* _Text passage_:
########################################

# Brody's tattoo collar and tag



## Brodysmom (Jan 8, 2009)

Brody got this collar for Christmas. A tattoo artist I found on etsy makes them. They are all handpainted. I had his done with skulls and his name on it.  I also got the tag off etsy, it's copper with a little skull charm. (I blurred our phone number but it is all hand stamped on there.) The collar also came with a little skull charm but it doesn't show under the tag.

Here's some pics!


----------



## jesuschick (Dec 5, 2010)

That is SUPER cute (okay, in a tough and guy way...haha!). LOVE it!


----------



## Dragonfly (Jun 6, 2010)

Brody! You look so handsome in your new collar! The girls got skull collars too! I'll post them later!! They were also going to get the skull charm but it was out in pink, only blue for the boys aww Brody's collar is cute!


----------



## 18453 (Feb 6, 2010)

########################################

* _Entries shown_:
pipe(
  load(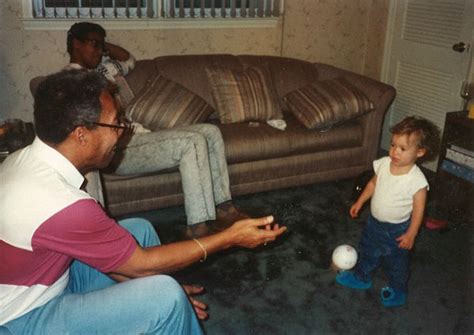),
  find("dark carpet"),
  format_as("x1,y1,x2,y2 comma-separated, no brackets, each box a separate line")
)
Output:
124,180,474,335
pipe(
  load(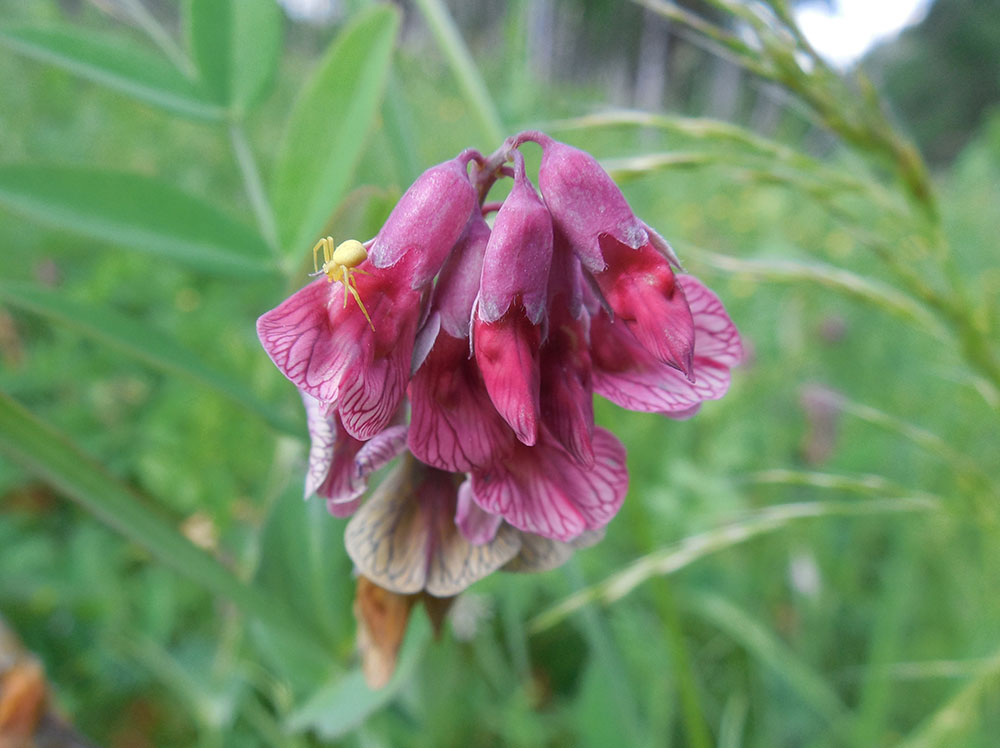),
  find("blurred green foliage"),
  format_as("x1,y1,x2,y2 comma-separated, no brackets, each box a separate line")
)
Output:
0,0,1000,746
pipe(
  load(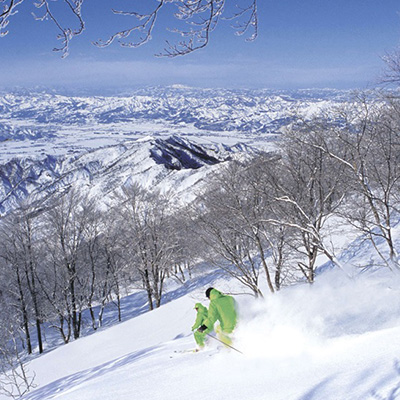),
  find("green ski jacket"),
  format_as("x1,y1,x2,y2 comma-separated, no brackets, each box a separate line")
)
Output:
204,289,237,333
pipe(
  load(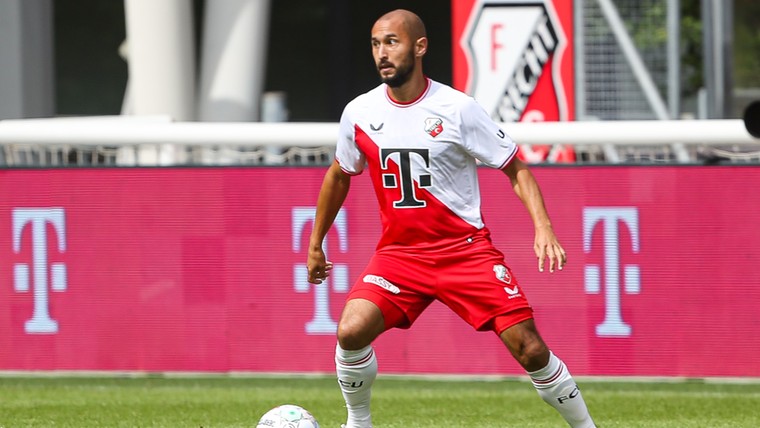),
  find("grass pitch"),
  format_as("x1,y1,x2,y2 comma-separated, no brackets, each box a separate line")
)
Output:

########################################

* _Set task A_: In the thread about Brody's tattoo collar, what metal is Brody's tag made of?
* _Set task B_: Count the lines in the listing that contain the word "green", and reply with the number alone.

* _Problem solution A_: Copper.

* _Problem solution B_: 2